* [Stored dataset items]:
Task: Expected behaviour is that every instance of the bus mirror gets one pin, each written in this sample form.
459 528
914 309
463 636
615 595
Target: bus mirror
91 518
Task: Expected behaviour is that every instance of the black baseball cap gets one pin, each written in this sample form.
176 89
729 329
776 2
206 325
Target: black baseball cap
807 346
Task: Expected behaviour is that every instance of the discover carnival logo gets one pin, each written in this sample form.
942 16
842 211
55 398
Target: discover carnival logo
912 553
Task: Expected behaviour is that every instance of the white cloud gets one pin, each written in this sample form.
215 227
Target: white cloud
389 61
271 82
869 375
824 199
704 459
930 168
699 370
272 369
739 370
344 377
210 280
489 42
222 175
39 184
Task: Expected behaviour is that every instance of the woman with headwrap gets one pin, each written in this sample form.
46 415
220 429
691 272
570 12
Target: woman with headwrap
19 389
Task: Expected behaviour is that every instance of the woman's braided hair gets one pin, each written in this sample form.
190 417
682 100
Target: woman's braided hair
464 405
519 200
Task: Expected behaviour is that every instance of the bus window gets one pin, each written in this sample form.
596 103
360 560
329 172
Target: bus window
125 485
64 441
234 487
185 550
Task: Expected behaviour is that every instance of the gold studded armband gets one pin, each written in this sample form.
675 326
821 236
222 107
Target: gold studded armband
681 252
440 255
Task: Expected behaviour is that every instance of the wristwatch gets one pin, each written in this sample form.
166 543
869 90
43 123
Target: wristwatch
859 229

* [Exercise brief]:
Nothing may be dropped or altered. Copy every line above.

* [Output of the task]:
Task: Expected behaviour is that every instance of the bus mirror gets one pin, each written in this sample form.
459 528
914 309
463 636
615 595
Target: bus mirror
91 518
Task: Expected behaviour is that every instance of the black baseball cap gets one pin, each written in this sample form.
176 89
729 329
776 2
206 325
Target: black baseball cap
807 346
Task: Expected behaviour is that every instance of the discover carnival logo gets one pin, each written in this sample form.
942 16
842 211
55 398
Target: discover carnival logo
912 553
Task: Expected behaviour is that every instance of the white cloud gets one pin, each written in this sample form.
215 227
Target: white cloud
389 61
271 82
869 375
824 199
704 459
930 168
699 370
272 369
739 370
344 377
210 280
489 42
222 175
39 184
Task: Expected behaviour is that every instance of the woman with headwrap gets one pin, each written in this sample form.
46 415
220 429
691 272
570 12
Target: woman with headwrap
19 389
Task: Expected behaviour is that every instance of the woman's braided hair gets one pin, each written in this sample form.
190 417
682 100
Target: woman's braided hair
464 405
519 200
Task: Expected behaviour is that every instance of the bus window gets one pin, each written in this sample form.
596 103
360 560
329 172
Target: bus window
125 485
64 441
234 487
185 550
Task: Expected behaviour is that every instance of the gold studded armband gets one pin, each written in this sample form.
675 326
821 236
222 107
Target: gold studded armband
681 252
440 255
Task: Expected behaviour is that every instance of the wristwatch gets one pin, each written in this sample form.
166 543
869 90
43 123
Target: wristwatch
859 229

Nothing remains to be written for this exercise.